**TASK DIRECTIONS**
Rewrite every line in the stretch from the line containing "hair in the photo above." through the end of the lines below, keeping all their text but shifting each coordinate in the answers by adding 68 to every number. Leave the pictures out.

________________________

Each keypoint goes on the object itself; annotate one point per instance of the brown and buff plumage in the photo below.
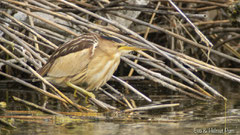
(87, 61)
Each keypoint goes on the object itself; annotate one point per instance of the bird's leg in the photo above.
(83, 91)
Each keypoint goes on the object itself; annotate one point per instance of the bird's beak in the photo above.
(130, 48)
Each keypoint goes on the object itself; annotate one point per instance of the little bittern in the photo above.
(85, 63)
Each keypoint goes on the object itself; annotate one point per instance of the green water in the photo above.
(191, 117)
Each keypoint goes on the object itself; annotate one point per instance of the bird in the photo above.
(86, 62)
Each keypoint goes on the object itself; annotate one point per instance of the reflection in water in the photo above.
(191, 117)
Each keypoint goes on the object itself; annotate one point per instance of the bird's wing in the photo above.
(71, 58)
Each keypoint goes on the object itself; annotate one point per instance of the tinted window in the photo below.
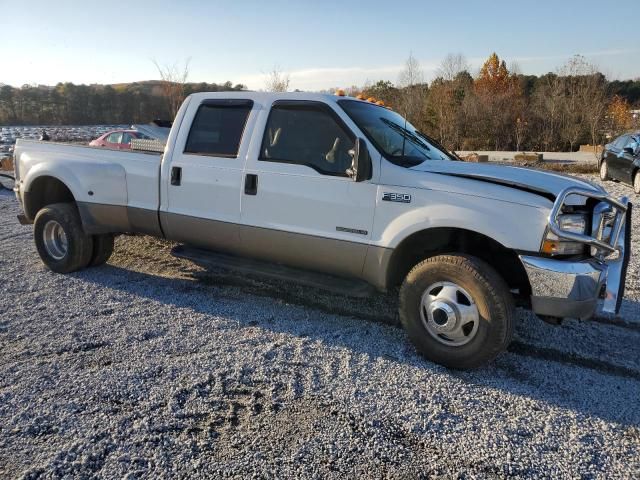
(217, 128)
(307, 134)
(114, 137)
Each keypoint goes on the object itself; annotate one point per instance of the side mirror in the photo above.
(361, 165)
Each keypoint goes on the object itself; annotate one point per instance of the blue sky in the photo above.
(320, 44)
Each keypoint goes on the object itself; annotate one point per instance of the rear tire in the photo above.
(60, 240)
(102, 249)
(457, 311)
(604, 171)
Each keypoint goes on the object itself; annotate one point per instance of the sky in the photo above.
(319, 44)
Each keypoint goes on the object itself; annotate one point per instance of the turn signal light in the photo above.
(550, 247)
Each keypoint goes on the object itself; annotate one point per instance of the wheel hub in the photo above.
(449, 314)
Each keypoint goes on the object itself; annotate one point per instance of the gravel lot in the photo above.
(150, 367)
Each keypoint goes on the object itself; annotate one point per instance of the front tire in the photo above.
(102, 249)
(457, 311)
(604, 171)
(60, 240)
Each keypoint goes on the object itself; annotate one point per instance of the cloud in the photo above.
(313, 79)
(327, 77)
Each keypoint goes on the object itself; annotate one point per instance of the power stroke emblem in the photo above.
(396, 197)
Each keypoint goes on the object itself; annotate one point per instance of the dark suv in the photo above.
(621, 160)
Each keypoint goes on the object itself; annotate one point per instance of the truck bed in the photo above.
(111, 186)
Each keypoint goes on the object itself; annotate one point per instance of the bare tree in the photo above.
(584, 100)
(173, 79)
(413, 91)
(277, 81)
(451, 66)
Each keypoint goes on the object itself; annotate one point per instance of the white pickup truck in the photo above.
(347, 189)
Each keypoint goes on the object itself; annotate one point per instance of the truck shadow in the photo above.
(577, 382)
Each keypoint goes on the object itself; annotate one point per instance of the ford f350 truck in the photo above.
(347, 189)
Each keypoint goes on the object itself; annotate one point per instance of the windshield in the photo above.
(400, 142)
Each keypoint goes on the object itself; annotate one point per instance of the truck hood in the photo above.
(546, 184)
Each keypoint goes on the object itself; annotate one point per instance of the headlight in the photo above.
(570, 222)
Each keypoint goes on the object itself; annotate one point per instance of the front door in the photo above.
(299, 206)
(204, 177)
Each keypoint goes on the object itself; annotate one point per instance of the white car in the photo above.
(349, 190)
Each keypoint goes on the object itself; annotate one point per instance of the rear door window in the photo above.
(217, 128)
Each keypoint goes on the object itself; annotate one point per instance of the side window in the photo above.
(306, 133)
(217, 128)
(114, 137)
(621, 141)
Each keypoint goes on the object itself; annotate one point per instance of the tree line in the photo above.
(70, 104)
(502, 109)
(497, 109)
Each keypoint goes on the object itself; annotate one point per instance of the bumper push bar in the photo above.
(565, 288)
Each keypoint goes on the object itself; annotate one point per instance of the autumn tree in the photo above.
(447, 93)
(619, 116)
(499, 101)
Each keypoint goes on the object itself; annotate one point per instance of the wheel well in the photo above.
(45, 191)
(436, 241)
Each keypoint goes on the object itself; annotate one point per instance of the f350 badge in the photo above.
(396, 197)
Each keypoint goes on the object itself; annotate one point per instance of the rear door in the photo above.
(205, 175)
(299, 206)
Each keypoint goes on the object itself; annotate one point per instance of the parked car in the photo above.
(620, 160)
(118, 139)
(341, 193)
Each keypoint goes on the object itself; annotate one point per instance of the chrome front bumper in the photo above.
(570, 289)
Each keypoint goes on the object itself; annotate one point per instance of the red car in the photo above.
(118, 139)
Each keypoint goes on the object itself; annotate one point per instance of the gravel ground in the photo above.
(150, 367)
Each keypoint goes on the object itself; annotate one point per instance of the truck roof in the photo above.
(268, 97)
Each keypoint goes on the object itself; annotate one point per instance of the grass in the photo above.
(581, 167)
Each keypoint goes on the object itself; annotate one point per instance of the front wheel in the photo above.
(457, 310)
(60, 240)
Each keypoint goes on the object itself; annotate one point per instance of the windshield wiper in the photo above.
(451, 154)
(408, 135)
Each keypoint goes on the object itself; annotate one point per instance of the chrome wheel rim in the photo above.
(449, 314)
(55, 240)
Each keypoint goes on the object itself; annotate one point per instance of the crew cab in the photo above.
(349, 190)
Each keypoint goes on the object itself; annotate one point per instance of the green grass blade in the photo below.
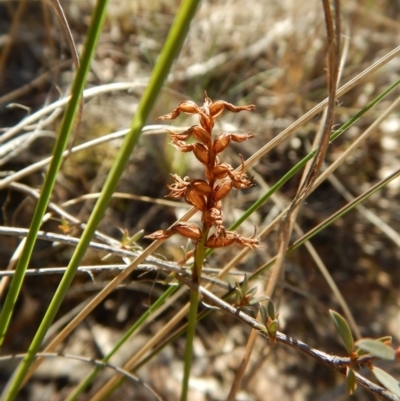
(10, 392)
(306, 159)
(272, 190)
(170, 50)
(92, 375)
(61, 142)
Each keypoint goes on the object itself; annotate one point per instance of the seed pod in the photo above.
(221, 170)
(195, 199)
(201, 187)
(221, 142)
(200, 134)
(160, 234)
(222, 189)
(188, 230)
(218, 242)
(182, 146)
(201, 153)
(177, 136)
(206, 122)
(241, 137)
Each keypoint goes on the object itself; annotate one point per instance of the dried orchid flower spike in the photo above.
(206, 195)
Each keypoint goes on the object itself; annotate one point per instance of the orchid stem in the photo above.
(192, 317)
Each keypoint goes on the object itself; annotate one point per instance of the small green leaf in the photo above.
(376, 348)
(272, 327)
(245, 284)
(271, 310)
(386, 380)
(344, 330)
(350, 381)
(257, 300)
(263, 313)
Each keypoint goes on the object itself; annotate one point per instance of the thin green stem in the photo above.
(169, 52)
(10, 391)
(192, 317)
(91, 376)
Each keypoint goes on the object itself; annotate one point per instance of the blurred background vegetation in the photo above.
(268, 53)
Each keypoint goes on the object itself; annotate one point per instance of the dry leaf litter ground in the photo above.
(271, 54)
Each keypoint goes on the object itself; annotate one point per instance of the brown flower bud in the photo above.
(218, 107)
(221, 170)
(201, 187)
(219, 242)
(241, 137)
(221, 142)
(182, 146)
(212, 217)
(200, 134)
(195, 199)
(188, 230)
(201, 153)
(160, 234)
(222, 189)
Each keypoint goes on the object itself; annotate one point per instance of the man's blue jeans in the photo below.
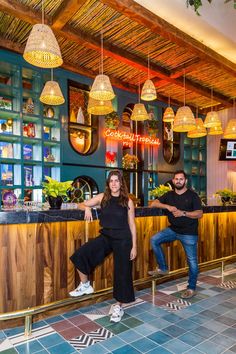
(189, 243)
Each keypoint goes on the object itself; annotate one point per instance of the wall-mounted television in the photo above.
(227, 150)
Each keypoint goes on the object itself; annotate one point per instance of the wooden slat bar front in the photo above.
(35, 265)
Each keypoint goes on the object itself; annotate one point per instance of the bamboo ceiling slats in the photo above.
(49, 6)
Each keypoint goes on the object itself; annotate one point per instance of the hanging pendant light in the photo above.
(169, 114)
(98, 107)
(199, 131)
(184, 119)
(42, 49)
(230, 131)
(215, 130)
(51, 93)
(212, 119)
(101, 88)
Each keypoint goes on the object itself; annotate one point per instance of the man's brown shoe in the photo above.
(157, 272)
(188, 293)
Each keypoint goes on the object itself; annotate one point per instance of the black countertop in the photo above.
(26, 217)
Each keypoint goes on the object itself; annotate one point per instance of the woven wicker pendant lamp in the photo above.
(184, 119)
(169, 114)
(98, 107)
(101, 88)
(51, 93)
(42, 49)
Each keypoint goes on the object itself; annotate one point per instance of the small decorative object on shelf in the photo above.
(112, 120)
(225, 194)
(111, 158)
(29, 106)
(9, 200)
(49, 112)
(129, 161)
(56, 192)
(50, 158)
(160, 190)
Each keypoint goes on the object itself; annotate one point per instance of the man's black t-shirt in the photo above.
(188, 201)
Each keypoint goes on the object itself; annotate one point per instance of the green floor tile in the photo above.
(132, 322)
(117, 328)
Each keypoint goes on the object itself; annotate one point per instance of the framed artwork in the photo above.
(82, 126)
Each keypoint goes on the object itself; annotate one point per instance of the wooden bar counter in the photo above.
(35, 248)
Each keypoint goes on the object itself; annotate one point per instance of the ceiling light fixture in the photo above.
(51, 93)
(169, 114)
(42, 49)
(101, 88)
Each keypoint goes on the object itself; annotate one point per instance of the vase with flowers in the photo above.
(110, 158)
(129, 161)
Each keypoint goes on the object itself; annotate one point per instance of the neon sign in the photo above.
(129, 138)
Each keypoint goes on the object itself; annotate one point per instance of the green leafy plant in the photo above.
(55, 189)
(160, 190)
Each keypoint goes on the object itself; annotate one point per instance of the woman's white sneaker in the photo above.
(82, 289)
(116, 313)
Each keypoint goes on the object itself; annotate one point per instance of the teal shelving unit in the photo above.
(195, 159)
(30, 135)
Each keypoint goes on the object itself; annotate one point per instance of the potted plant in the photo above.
(129, 161)
(160, 190)
(225, 194)
(112, 120)
(54, 191)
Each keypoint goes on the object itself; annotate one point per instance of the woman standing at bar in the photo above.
(118, 235)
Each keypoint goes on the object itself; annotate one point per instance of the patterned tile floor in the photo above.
(163, 324)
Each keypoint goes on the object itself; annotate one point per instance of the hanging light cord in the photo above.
(184, 87)
(102, 51)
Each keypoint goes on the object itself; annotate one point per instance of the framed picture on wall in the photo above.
(82, 126)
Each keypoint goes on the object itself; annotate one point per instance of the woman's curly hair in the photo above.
(124, 197)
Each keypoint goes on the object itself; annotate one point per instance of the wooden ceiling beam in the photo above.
(15, 47)
(21, 11)
(184, 69)
(157, 25)
(65, 12)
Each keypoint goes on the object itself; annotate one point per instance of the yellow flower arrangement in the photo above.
(129, 161)
(160, 190)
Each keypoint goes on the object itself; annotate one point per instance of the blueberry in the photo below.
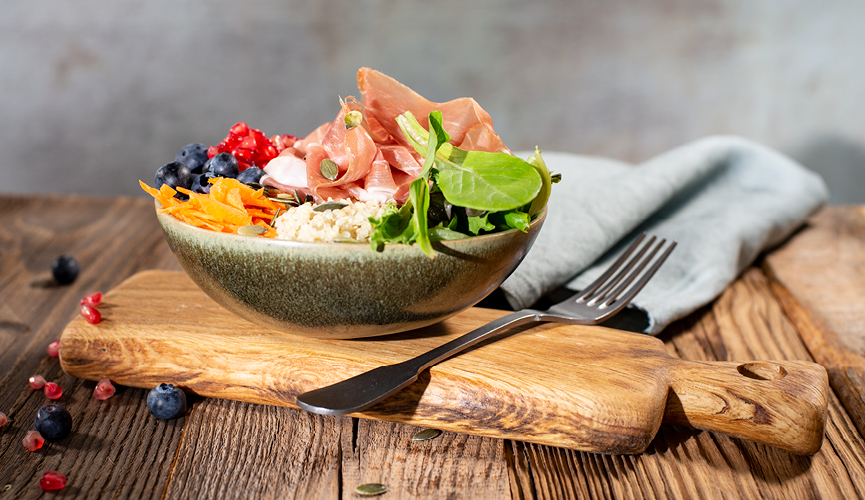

________________________

**EXERCISE SOLUTION**
Each keypoint goes on the object itself; annotate one point per instance of the woman's curly hair in the photo above.
(192, 265)
Each keypoint goes on the object itself; annotate one point per instance of the wooden ceiling beam in the photo above.
(83, 115)
(89, 79)
(252, 137)
(225, 93)
(133, 80)
Each keypoint goes on the object itself; annotate one point per instance of the yellow flower arrangement in the photo above.
(197, 229)
(228, 258)
Each keypoint goes on the object itself; annotate one point per instance of the blueberry in the photo below.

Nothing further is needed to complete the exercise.